== What you are asked to do ==
Each entry should be printed exactly, with its images omitted.
╔══
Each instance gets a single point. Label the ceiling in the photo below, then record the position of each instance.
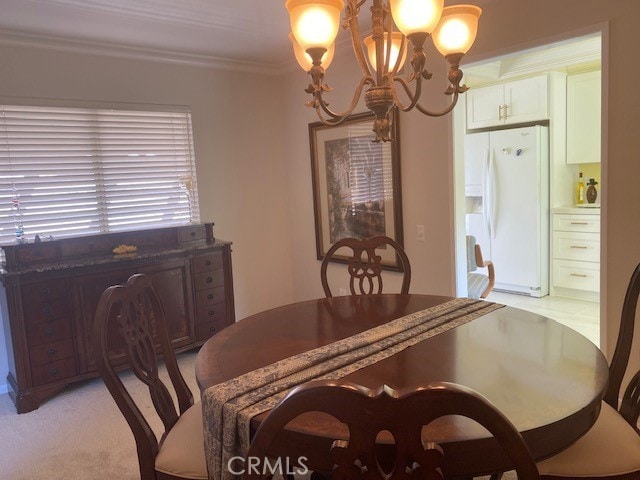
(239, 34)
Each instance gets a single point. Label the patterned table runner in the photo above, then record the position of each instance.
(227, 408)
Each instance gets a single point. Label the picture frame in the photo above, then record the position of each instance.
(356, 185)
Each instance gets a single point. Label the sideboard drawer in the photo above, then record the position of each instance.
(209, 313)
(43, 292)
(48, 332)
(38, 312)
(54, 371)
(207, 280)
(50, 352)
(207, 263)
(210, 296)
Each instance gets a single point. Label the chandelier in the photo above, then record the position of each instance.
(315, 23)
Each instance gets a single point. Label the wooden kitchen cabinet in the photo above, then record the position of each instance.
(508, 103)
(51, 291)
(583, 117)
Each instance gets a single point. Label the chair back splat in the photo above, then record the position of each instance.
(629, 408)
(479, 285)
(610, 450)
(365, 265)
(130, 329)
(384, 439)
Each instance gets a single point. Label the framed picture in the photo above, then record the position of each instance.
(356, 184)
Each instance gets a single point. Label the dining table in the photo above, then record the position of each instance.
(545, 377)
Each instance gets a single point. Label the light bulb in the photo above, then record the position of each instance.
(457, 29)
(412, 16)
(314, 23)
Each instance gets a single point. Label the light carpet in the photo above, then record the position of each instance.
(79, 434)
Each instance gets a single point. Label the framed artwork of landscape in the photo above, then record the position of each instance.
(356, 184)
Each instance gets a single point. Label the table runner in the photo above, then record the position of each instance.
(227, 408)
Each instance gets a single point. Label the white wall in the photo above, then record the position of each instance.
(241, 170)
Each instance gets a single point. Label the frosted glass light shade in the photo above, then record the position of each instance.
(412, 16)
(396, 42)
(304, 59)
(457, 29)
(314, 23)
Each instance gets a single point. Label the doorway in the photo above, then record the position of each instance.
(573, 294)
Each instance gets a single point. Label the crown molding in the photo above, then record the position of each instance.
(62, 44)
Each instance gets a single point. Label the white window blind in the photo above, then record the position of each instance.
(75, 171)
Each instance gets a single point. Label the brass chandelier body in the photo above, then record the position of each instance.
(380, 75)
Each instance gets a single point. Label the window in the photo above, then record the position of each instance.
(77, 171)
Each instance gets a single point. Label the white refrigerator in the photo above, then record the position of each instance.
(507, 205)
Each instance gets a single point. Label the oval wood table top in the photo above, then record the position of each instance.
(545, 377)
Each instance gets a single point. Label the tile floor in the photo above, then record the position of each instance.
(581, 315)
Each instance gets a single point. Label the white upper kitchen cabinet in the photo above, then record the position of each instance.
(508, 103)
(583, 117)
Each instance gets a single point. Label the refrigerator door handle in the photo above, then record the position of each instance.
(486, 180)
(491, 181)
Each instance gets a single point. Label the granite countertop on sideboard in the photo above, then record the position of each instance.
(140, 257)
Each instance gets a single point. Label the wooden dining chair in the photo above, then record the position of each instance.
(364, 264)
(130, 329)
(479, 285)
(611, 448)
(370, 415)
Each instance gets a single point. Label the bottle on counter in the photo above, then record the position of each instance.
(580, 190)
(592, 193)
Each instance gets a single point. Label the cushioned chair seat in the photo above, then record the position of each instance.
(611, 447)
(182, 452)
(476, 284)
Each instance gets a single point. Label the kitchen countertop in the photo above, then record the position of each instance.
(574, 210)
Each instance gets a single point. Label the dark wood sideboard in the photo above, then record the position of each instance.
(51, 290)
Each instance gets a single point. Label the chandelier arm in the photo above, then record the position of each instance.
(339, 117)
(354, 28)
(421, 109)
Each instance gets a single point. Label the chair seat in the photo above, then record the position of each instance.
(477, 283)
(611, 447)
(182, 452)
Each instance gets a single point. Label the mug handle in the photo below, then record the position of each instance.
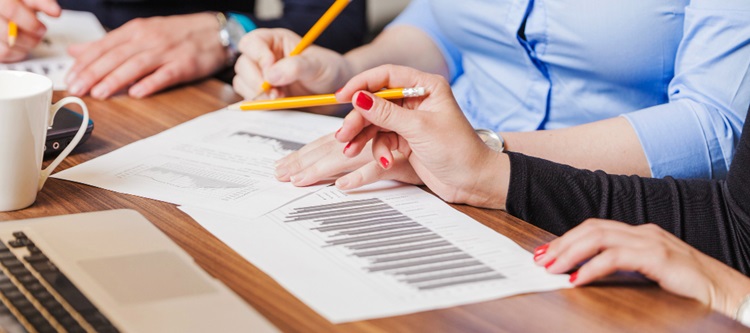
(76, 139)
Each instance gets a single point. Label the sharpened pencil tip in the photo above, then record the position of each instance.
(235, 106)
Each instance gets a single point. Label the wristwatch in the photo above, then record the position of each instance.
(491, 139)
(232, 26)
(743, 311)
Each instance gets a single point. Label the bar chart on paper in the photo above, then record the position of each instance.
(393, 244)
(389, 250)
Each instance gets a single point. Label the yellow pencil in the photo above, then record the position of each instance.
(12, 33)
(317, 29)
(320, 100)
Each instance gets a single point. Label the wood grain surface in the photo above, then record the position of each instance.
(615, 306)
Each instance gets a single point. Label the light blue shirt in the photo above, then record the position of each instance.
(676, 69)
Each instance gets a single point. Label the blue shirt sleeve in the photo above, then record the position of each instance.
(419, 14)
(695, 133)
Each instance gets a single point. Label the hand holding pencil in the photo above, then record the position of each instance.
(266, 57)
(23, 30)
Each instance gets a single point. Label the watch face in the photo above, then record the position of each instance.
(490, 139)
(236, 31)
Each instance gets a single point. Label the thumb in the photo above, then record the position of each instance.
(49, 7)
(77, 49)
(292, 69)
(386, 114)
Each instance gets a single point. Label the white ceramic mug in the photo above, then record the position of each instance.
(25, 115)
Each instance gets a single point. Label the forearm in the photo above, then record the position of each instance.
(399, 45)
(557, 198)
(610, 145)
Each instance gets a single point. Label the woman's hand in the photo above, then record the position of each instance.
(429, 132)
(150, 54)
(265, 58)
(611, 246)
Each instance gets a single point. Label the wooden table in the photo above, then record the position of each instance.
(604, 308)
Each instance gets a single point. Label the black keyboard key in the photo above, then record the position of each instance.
╚══
== Response area ==
Each instance gets a single point. Label the ceiling in the photo below, then record the position of each instance.
(239, 34)
Each instance gets a single point. Label the patterned table runner in the photo above, then record the position of each instance.
(227, 408)
Each instance gets a single point. Label the picture frame in the photo above, then record the position of each instance.
(356, 185)
Each instance gets a single point. Label the sideboard drawer in the photo above, then record the position of each instance.
(209, 313)
(43, 292)
(48, 332)
(38, 312)
(54, 371)
(207, 280)
(50, 352)
(207, 263)
(210, 296)
Each instance gets a single point. Label the chandelier in the photo above, then record the position of each instance.
(315, 23)
Each instance gets a single point. Label the wooden kitchen cabinet in the photo above, then record the position of each instance.
(508, 103)
(51, 291)
(583, 117)
Each instance gets a single point. Label the chair back splat in the photo above, then record the position of each instance.
(629, 408)
(479, 285)
(610, 450)
(365, 265)
(130, 329)
(384, 439)
Each instance gets a single point. Label the framed picture in the photo above, then record the position of each instance.
(356, 184)
Each instance gets a single point. Label the dining table in the photo above, then record the position of each instance.
(545, 377)
Each instance gets a single point. Label the light bulb in the photo above, then record the position of each instance.
(457, 29)
(412, 16)
(314, 23)
Each instance gets a single point. Label the light carpet in the photo above, then record the position of each instance.
(79, 434)
Each instance gets a single point. Label the framed artwork of landscape in the photo above, then record the position of each instance.
(356, 184)
Each instance gets a single point. Label the table runner in the photo above, then record the position of each instance.
(227, 408)
Each instance gets a single point. Label the white wall in the photo above, then record the position of each instance.
(241, 170)
Each instance gets a single point. Label the frosted glass light shade in the photo above, then record the position of each instance.
(412, 16)
(396, 42)
(304, 59)
(457, 29)
(314, 23)
Each instance gets a single point. Label the doorway in the photo above, then record the position of each instance.
(573, 294)
Each instance gets a single point. Label the crown molding in the photo above, then record the position of each instance.
(62, 44)
Each instance gets a single point. Label the white window blind in the photo above, then record the position of each instance.
(75, 171)
Each instance gets a single point. Label the brass chandelier body in the photo above, then record the position of each instance.
(380, 75)
Each instance gets a single point. Label the window in the photo above, then record the position of each instance.
(77, 171)
Each instance gets a single point. Label the white refrigerator in the photo above, then record the position of each instance.
(507, 205)
Each instance gets a single point. Label the oval wood table top in the photo above, then record the position of each instance.
(545, 377)
Each instance gets a single point. Label the tile floor in the photo above, then record the position of each instance.
(581, 315)
Each instance gets a single point. Label the white upper kitchen cabinet in the photo above, then record the position of each instance.
(508, 103)
(583, 117)
Each instance gets a single point. Label the refrigerator door handle in the photo above, then record the position of each instance.
(486, 180)
(491, 181)
Each instance gets a single point. Label the granite countertop on sideboard in the photo above, then record the position of each instance.
(140, 257)
Each instance gets a single point. Label the wooden dining chair in the photo above, then record the position of each instance.
(364, 264)
(130, 329)
(479, 285)
(611, 448)
(370, 415)
Each instance gets a single point. Label the bottle on counter in the photo above, then record the position of each instance.
(580, 190)
(592, 193)
Each instance gets a single point. Label the cushioned chair seat in the photo above, then record the position of each instance.
(611, 447)
(182, 452)
(476, 284)
Each instance gets a single point. Label the kitchen countertop in the photo above, then record the position of each instance.
(574, 210)
Each instance gets a single point. Label the dark wood sideboard in the photo above, then record the position of each instance.
(51, 290)
Each instance gets a single point. Label the chandelier arm in the photo above, then record the position of each instance.
(339, 117)
(354, 28)
(421, 109)
Each instance gets a single point. Label the chair seat in the photo above, then record the position of each instance.
(477, 283)
(611, 447)
(182, 452)
Each instance gets a single point. Label the mug handle in the photo below, then record the position of each instance.
(76, 139)
Each instance gets a single point. Label the sharpened pencil tip in the photo above, then record the position of each instance.
(235, 106)
Each instance gets a single point. Label the wristwatch in the photo above, then record the position of each instance.
(491, 139)
(232, 26)
(743, 311)
Each instance gets a single point. Label the bar chart on paper in the photo above, then record the position of each instance.
(393, 244)
(389, 250)
Each instance gets a single point. Label the yellow pencil in the photo above, then record the position of each instance.
(12, 33)
(317, 29)
(320, 100)
Each instance gets a single point. Label the wood grain surface in the photo above, then record the position of each instance.
(615, 306)
Each instance gets a single point. Label the light blue shirt in the photo above, then record the position of each instance.
(676, 69)
Each instance gets a single point. Label the blue shirt sleeve in the photo above, then record the position of each instance.
(419, 14)
(695, 133)
Each instance gets a single point. Label the hand holding pencil in the photo above, then record the position of each instance.
(266, 57)
(23, 30)
Each instance gets a single point. Label the watch face in the photo above, then record the position of each instance.
(490, 139)
(236, 31)
Each instance gets a single point. Label the thumb in the photo above, then record the position of each instance.
(49, 7)
(77, 49)
(292, 69)
(386, 114)
Each instance gets a single point. Label the white ceramic mug in the photo above, then record the position of each instance.
(25, 115)
Each instance gets a single point. Label the forearm in the photo above, then record the position of each instance.
(399, 45)
(557, 198)
(610, 145)
Each instance gets a single point. Label the woman's hand in the photo above, then record the position of each instance.
(429, 132)
(150, 54)
(265, 58)
(611, 246)
Each instance gets a single point. Label the wooden table in the photo above, then record the position of each instance.
(604, 308)
Each instance gets a single point. Label the black keyboard key in the photo above, then record the position of each instance.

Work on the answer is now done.